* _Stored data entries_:
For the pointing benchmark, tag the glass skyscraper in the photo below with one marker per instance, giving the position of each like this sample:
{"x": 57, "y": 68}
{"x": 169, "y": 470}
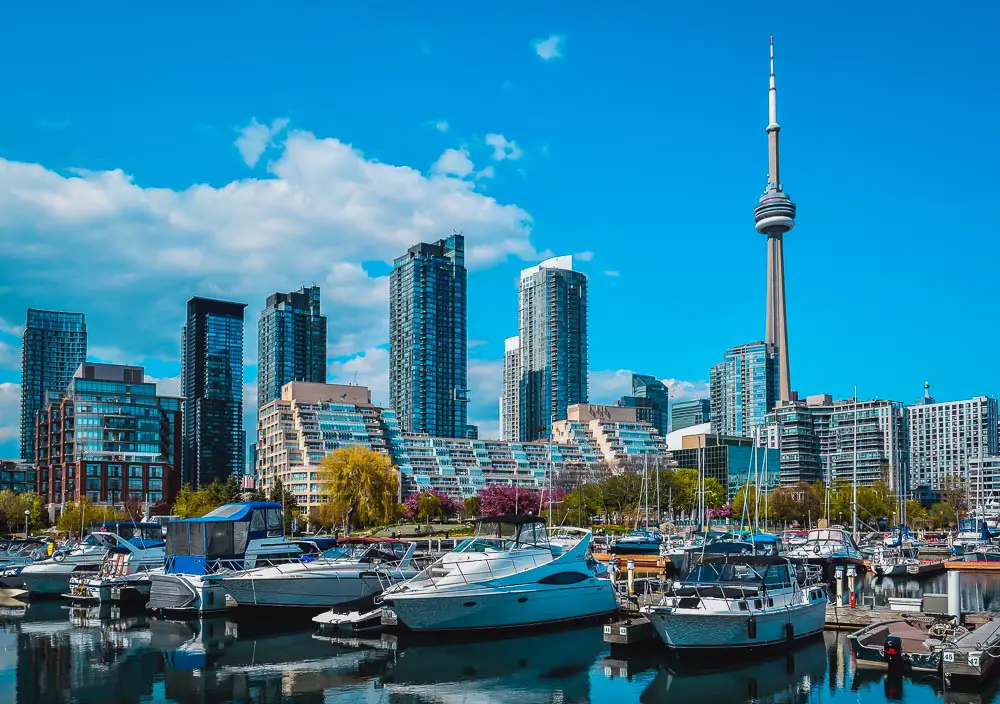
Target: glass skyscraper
{"x": 744, "y": 387}
{"x": 685, "y": 414}
{"x": 54, "y": 345}
{"x": 212, "y": 385}
{"x": 651, "y": 399}
{"x": 428, "y": 365}
{"x": 553, "y": 342}
{"x": 291, "y": 342}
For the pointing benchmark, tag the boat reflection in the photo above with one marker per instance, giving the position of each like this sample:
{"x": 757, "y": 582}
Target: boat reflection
{"x": 784, "y": 677}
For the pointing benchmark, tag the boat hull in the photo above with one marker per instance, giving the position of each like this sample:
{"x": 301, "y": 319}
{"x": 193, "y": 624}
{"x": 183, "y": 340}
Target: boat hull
{"x": 722, "y": 630}
{"x": 503, "y": 607}
{"x": 303, "y": 590}
{"x": 192, "y": 594}
{"x": 52, "y": 579}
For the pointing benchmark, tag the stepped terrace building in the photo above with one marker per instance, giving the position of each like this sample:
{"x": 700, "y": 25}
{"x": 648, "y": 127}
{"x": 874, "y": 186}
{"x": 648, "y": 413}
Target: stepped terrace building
{"x": 611, "y": 435}
{"x": 108, "y": 437}
{"x": 308, "y": 422}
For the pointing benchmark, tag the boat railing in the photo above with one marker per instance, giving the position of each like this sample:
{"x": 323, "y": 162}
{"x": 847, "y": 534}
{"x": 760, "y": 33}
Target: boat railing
{"x": 478, "y": 571}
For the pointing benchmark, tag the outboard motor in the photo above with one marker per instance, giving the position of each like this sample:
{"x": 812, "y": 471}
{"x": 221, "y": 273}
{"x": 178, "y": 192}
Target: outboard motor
{"x": 892, "y": 652}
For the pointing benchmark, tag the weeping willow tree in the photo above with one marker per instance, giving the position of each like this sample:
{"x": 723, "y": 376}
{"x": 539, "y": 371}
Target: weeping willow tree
{"x": 360, "y": 484}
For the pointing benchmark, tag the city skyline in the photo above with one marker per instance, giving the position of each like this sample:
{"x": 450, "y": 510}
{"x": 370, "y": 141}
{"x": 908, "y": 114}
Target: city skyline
{"x": 820, "y": 140}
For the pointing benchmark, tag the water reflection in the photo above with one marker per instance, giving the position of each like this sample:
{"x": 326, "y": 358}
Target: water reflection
{"x": 52, "y": 653}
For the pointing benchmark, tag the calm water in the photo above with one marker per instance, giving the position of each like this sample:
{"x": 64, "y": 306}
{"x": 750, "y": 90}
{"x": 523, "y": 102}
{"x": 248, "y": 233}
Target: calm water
{"x": 50, "y": 653}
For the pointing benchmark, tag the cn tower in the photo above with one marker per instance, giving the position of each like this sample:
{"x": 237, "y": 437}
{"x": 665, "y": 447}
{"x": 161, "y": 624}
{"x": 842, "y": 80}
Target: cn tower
{"x": 775, "y": 215}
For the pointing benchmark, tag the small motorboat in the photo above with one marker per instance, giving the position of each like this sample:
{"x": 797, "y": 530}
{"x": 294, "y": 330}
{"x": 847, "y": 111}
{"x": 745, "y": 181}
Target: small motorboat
{"x": 830, "y": 548}
{"x": 509, "y": 575}
{"x": 741, "y": 602}
{"x": 909, "y": 644}
{"x": 51, "y": 576}
{"x": 887, "y": 562}
{"x": 348, "y": 575}
{"x": 201, "y": 552}
{"x": 638, "y": 542}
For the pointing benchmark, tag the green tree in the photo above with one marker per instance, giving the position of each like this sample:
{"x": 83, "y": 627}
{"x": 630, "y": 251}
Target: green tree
{"x": 194, "y": 503}
{"x": 470, "y": 507}
{"x": 362, "y": 483}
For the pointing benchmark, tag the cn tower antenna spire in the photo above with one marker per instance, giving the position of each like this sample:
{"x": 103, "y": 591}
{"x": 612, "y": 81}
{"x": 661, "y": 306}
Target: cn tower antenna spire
{"x": 774, "y": 216}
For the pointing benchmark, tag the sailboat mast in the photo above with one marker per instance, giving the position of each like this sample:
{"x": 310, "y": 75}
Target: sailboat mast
{"x": 854, "y": 490}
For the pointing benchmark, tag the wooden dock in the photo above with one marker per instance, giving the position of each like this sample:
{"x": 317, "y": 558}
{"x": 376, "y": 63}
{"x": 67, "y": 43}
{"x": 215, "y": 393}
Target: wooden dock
{"x": 972, "y": 566}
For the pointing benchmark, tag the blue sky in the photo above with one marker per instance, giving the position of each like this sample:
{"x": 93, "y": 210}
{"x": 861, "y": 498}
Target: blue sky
{"x": 236, "y": 150}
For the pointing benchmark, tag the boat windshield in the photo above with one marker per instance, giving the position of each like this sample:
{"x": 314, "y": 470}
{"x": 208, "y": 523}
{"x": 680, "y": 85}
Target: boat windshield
{"x": 772, "y": 575}
{"x": 367, "y": 552}
{"x": 507, "y": 534}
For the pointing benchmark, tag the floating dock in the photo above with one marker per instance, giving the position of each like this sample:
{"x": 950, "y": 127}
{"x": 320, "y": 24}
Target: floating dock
{"x": 972, "y": 566}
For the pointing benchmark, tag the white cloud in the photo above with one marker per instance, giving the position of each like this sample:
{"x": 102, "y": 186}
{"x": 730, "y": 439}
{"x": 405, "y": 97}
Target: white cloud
{"x": 10, "y": 419}
{"x": 503, "y": 148}
{"x": 549, "y": 48}
{"x": 322, "y": 211}
{"x": 369, "y": 368}
{"x": 256, "y": 137}
{"x": 607, "y": 386}
{"x": 166, "y": 386}
{"x": 454, "y": 162}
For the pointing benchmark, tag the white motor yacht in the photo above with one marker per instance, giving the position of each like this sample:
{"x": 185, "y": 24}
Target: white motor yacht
{"x": 508, "y": 575}
{"x": 352, "y": 573}
{"x": 201, "y": 552}
{"x": 741, "y": 602}
{"x": 51, "y": 576}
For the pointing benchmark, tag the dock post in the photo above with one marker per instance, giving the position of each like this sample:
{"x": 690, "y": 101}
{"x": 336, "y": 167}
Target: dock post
{"x": 955, "y": 595}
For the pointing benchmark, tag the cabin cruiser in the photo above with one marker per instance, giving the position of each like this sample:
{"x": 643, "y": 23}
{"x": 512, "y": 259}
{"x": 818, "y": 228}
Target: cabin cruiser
{"x": 352, "y": 573}
{"x": 201, "y": 552}
{"x": 638, "y": 542}
{"x": 508, "y": 575}
{"x": 972, "y": 535}
{"x": 829, "y": 548}
{"x": 741, "y": 602}
{"x": 887, "y": 562}
{"x": 51, "y": 576}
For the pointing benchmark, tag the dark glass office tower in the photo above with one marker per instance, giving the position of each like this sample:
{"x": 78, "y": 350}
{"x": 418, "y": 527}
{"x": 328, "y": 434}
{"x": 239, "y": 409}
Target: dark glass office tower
{"x": 291, "y": 342}
{"x": 428, "y": 340}
{"x": 651, "y": 398}
{"x": 212, "y": 385}
{"x": 54, "y": 345}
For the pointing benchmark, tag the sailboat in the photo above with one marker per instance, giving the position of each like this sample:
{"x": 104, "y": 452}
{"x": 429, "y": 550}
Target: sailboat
{"x": 644, "y": 541}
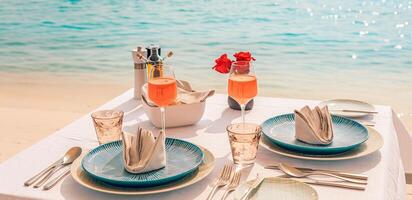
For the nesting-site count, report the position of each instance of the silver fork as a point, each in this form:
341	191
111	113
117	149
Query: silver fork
234	183
223	180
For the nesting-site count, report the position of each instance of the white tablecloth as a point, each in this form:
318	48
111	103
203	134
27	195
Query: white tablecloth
384	168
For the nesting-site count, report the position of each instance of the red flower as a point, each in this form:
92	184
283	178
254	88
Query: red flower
243	56
223	64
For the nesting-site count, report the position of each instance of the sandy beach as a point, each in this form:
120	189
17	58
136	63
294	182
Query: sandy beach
34	105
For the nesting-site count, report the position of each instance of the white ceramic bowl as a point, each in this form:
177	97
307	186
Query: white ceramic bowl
176	115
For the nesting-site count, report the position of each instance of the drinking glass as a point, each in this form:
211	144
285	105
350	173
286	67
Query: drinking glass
244	141
162	88
108	125
242	84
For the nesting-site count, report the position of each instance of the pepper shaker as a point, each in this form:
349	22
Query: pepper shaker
140	70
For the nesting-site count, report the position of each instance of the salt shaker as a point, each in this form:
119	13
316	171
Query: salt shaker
140	72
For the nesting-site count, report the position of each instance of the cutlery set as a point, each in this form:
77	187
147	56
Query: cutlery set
42	177
228	177
349	180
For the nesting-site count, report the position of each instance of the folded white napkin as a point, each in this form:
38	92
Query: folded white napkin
314	126
142	152
185	94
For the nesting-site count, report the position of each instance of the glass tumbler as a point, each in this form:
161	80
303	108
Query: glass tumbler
244	141
108	125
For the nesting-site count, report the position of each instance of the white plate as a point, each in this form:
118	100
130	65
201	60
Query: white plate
80	176
373	144
348	104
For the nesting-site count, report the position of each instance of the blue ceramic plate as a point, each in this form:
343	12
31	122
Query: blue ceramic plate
348	134
105	163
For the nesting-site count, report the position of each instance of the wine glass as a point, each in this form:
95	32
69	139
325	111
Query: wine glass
162	88
242	84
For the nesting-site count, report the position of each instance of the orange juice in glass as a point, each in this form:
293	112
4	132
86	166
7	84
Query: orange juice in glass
242	84
162	89
242	87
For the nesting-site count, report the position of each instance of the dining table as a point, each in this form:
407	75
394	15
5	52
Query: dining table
385	168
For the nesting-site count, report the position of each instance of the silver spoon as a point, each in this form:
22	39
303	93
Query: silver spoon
294	172
48	169
68	158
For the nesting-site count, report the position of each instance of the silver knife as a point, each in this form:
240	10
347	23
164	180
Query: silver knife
53	182
345	174
332	184
254	185
354	111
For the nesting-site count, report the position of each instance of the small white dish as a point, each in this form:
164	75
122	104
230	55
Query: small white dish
176	115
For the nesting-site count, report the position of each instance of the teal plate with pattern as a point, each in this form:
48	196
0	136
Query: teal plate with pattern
105	163
348	134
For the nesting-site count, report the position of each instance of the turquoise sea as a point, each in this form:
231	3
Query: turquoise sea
305	49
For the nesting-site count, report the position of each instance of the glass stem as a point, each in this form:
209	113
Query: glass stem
163	116
242	110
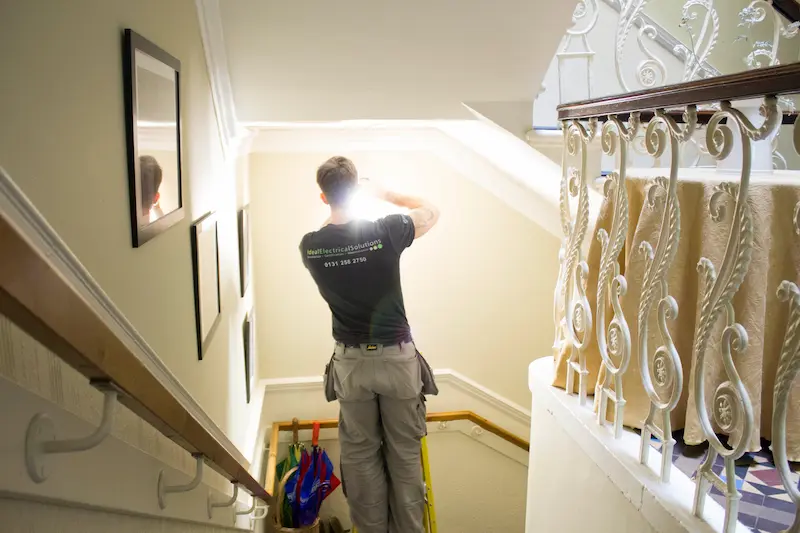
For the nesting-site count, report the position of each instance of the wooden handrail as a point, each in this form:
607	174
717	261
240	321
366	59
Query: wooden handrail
772	81
788	8
37	299
450	416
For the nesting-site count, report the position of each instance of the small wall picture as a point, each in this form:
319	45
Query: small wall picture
205	263
244	248
153	123
248	336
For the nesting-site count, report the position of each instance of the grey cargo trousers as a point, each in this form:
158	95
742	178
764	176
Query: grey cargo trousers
381	422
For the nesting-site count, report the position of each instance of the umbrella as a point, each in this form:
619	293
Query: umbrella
296	450
316	482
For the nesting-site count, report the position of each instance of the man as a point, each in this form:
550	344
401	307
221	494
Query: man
151	176
376	372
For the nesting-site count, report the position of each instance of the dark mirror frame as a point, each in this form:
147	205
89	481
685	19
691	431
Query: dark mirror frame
248	340
204	342
142	230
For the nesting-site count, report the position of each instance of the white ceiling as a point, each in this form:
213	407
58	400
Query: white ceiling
326	60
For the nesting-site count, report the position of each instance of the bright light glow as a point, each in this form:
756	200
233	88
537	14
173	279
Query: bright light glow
364	206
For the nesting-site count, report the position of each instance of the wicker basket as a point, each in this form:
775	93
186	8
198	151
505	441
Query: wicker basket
313	528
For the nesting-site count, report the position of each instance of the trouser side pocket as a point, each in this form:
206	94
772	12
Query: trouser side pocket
328	382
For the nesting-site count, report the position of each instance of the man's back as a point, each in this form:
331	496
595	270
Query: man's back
356	267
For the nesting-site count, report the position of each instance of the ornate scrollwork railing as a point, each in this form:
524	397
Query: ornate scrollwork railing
664	383
725	414
615	344
732	409
577	321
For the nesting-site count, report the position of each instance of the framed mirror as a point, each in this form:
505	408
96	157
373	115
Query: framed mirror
152	117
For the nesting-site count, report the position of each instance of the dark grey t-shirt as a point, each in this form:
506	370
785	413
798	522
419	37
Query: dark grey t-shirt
356	267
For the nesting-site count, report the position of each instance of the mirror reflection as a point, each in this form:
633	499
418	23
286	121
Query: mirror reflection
157	138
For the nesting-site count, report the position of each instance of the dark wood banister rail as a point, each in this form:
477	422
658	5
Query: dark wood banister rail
450	416
36	298
788	8
774	81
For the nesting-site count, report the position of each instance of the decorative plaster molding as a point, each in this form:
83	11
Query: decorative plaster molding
664	38
20	212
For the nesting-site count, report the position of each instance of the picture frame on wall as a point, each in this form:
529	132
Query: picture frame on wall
153	133
244	248
248	337
205	266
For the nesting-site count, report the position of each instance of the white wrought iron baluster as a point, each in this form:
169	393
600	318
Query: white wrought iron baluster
788	367
651	71
579	33
664	383
702	42
755	13
732	409
611	285
577	313
778	161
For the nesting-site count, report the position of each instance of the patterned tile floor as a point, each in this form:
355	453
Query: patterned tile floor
765	507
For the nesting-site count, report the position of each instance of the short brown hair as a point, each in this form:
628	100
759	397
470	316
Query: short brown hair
151	176
337	177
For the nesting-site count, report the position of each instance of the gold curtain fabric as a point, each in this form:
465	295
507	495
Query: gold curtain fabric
776	257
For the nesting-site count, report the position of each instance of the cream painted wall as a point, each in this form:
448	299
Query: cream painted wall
62	139
478	288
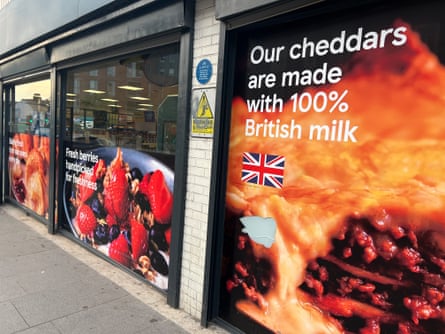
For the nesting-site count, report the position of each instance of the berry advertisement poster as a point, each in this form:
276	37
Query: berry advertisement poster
119	201
29	171
335	195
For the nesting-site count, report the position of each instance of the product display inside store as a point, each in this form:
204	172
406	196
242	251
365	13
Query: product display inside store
129	102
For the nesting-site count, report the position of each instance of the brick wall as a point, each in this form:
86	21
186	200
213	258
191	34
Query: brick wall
206	44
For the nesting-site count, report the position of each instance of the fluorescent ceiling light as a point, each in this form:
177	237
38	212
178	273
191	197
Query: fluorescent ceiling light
128	87
140	98
94	91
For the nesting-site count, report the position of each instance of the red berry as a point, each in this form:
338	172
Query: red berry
119	251
139	239
153	186
85	219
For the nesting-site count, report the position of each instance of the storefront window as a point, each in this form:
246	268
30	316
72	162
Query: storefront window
29	127
120	153
334	206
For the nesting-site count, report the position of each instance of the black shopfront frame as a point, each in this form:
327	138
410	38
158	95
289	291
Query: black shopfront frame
238	24
152	24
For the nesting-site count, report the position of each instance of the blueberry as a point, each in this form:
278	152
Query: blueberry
113	232
100	185
101	234
158	263
142	201
127	235
157	236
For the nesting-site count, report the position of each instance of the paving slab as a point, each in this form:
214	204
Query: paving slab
49	284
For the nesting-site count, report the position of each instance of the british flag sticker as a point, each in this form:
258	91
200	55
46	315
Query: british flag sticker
263	169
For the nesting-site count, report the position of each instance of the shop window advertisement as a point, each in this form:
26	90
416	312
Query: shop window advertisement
119	168
334	212
28	166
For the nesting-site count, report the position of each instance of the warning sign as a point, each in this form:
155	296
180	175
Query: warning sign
203	117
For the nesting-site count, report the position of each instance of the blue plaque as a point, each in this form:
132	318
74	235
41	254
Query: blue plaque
204	71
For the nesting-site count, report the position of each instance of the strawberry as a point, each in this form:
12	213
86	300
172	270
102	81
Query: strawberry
85	192
153	186
116	189
119	251
139	239
85	219
111	220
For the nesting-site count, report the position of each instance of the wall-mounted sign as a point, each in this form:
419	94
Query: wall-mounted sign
204	71
203	117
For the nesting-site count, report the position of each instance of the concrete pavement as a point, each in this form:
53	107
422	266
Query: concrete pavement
51	285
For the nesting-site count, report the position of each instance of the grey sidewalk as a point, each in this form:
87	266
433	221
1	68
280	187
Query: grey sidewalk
49	284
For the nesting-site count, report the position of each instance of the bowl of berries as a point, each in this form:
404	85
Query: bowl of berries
119	201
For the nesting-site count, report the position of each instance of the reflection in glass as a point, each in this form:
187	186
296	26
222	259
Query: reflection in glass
108	103
29	131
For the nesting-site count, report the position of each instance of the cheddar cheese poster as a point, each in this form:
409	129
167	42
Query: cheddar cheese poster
335	194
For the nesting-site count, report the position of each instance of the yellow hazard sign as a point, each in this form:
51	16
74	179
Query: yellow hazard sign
204	110
203	119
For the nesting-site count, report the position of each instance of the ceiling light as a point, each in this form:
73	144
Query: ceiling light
139	98
94	91
128	87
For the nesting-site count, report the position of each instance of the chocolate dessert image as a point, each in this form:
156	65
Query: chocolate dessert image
360	240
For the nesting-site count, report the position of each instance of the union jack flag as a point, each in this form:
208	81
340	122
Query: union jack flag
263	169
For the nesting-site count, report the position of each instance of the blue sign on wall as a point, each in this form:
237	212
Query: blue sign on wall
204	71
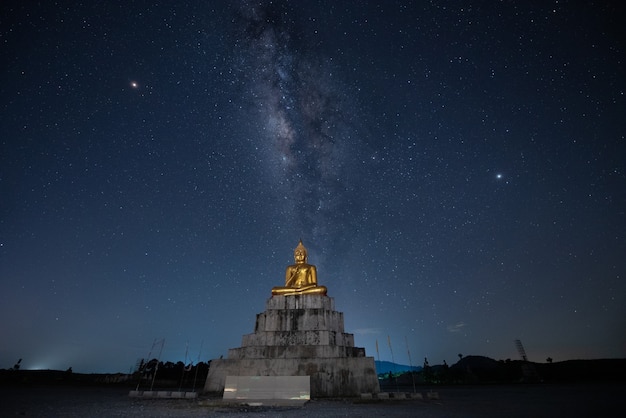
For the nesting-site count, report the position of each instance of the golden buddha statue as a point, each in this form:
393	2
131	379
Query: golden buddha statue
300	278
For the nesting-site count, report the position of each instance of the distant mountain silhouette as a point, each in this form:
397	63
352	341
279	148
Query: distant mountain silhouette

* _Direction_: Copy the rows from the line with "For the pointing benchmark, tag the cn tower antenna" to the line with "Target: cn tower antenna spire", swapping "spire" for "mast" and changing nothing else.

* _Task solution_:
For the pointing benchmark, tag the cn tower antenna mast in the photo above with one marker per instance, giving the position of each like this sample:
{"x": 103, "y": 591}
{"x": 612, "y": 81}
{"x": 661, "y": 306}
Target: cn tower antenna mast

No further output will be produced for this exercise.